(SUPPLIED RECORDS)

==================================================

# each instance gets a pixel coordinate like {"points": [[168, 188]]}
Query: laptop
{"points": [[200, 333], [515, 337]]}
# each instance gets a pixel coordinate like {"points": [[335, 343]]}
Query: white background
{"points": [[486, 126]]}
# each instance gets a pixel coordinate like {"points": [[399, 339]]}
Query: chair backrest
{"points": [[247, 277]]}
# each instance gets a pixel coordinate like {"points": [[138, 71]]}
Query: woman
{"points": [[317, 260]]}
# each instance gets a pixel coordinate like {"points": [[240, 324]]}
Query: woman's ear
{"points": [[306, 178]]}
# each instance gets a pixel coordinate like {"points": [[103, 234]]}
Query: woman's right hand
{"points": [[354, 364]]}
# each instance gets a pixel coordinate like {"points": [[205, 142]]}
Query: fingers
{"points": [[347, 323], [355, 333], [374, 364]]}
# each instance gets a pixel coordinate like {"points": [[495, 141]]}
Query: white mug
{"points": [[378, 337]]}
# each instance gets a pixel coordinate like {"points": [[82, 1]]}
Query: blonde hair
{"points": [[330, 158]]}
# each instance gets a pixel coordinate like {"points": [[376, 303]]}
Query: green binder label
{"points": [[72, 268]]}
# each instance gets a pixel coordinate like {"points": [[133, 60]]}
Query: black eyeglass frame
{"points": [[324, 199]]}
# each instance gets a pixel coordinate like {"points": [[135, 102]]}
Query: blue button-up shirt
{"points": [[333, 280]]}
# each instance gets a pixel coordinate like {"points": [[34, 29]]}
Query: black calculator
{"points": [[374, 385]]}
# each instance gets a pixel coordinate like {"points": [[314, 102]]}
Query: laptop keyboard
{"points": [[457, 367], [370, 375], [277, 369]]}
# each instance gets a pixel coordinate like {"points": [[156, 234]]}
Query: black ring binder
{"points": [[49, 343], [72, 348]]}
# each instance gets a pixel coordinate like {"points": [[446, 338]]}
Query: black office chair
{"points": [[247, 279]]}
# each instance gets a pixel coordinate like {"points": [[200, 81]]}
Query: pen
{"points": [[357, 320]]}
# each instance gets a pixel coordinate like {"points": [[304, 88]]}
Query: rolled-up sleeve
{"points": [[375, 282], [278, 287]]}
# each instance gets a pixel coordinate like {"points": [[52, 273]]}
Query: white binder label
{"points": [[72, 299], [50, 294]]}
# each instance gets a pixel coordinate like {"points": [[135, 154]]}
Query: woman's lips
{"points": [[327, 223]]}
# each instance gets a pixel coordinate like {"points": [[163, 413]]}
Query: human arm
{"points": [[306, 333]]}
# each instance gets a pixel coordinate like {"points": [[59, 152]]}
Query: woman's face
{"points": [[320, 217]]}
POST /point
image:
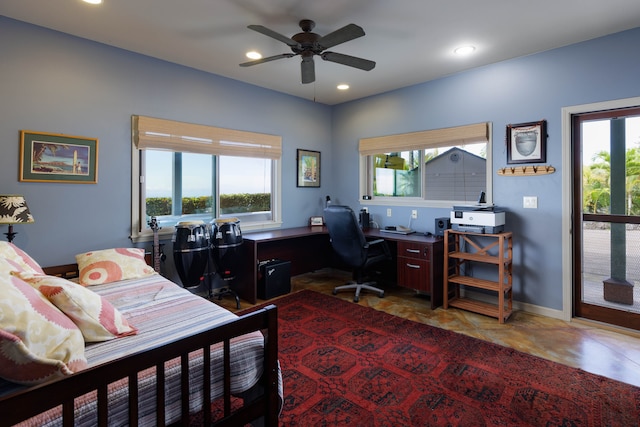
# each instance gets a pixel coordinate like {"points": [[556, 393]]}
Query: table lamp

==================================================

From the first line above to the last, reproduce the records exactly but without the pictures.

# each instance gets a pixel coordinate like {"points": [[168, 188]]}
Query: laptop
{"points": [[200, 333], [515, 337]]}
# each instance gets a pixel coordinate like {"points": [[335, 343]]}
Query: white background
{"points": [[486, 126]]}
# each instance gets a pixel coordinate like {"points": [[399, 339]]}
Query: chair backrest
{"points": [[247, 277]]}
# each instance gets a pixel coordinate like {"points": [[138, 71]]}
Query: woman
{"points": [[317, 260]]}
# each instance gets a pixel coordinate like {"points": [[240, 324]]}
Query: woman's ear
{"points": [[306, 178]]}
# each instance gets a pixel coordinate like {"points": [[103, 234]]}
Query: woman's right hand
{"points": [[354, 364]]}
# each instance gets a pixel coordinate like {"points": [[205, 142]]}
Query: fingers
{"points": [[347, 323], [355, 333], [374, 364]]}
# each instance gets a pixel coordinate like {"points": [[495, 141]]}
Query: white mug
{"points": [[378, 337]]}
# each instance gets a pixel coordinate like {"points": [[82, 1]]}
Query: blonde hair
{"points": [[330, 158]]}
# each instance gets a pixel coordinate like {"points": [[376, 303]]}
Query: green binder label
{"points": [[72, 268]]}
# each instance gets a pixel coordinate like {"points": [[133, 60]]}
Query: black eyeglass frame
{"points": [[324, 199]]}
# each instance gets a pixel coordinate like {"points": [[135, 102]]}
Query: blue button-up shirt
{"points": [[333, 280]]}
# each instance gets a pixel coordinate like {"points": [[34, 29]]}
Query: black calculator
{"points": [[374, 385]]}
# each instance gets a pixel coordinate like {"points": [[314, 102]]}
Query: laptop keyboard
{"points": [[457, 367], [370, 375], [277, 369]]}
# each instance gets a pixel coordinate like {"points": [[156, 234]]}
Query: black ring binder
{"points": [[49, 343], [72, 348]]}
# each instance gets a pixel coordinate like {"points": [[446, 338]]}
Query: black office chair
{"points": [[247, 279]]}
# each instance gets a pixel coordinate like {"points": [[200, 81]]}
Query: pen
{"points": [[357, 320]]}
# each instance gets a pixel coordinate like {"points": [[304, 88]]}
Query: rolled-up sleeve
{"points": [[375, 282], [278, 287]]}
# each instance gets a pixel coordinate like {"points": [[52, 273]]}
Query: white binder label
{"points": [[72, 299], [50, 294]]}
# each instance gets a pixel coordinate like {"points": [[135, 154]]}
Query: woman's lips
{"points": [[327, 223]]}
# each instance gets a pixel coordinate like {"points": [[163, 413]]}
Query: human arm
{"points": [[306, 333]]}
# each instance gets a pixel coordinate like {"points": [[59, 152]]}
Query: woman's face
{"points": [[320, 217]]}
POST /point
image:
# each instance gets a pixel coordinate like {"points": [[556, 393]]}
Query: table lamp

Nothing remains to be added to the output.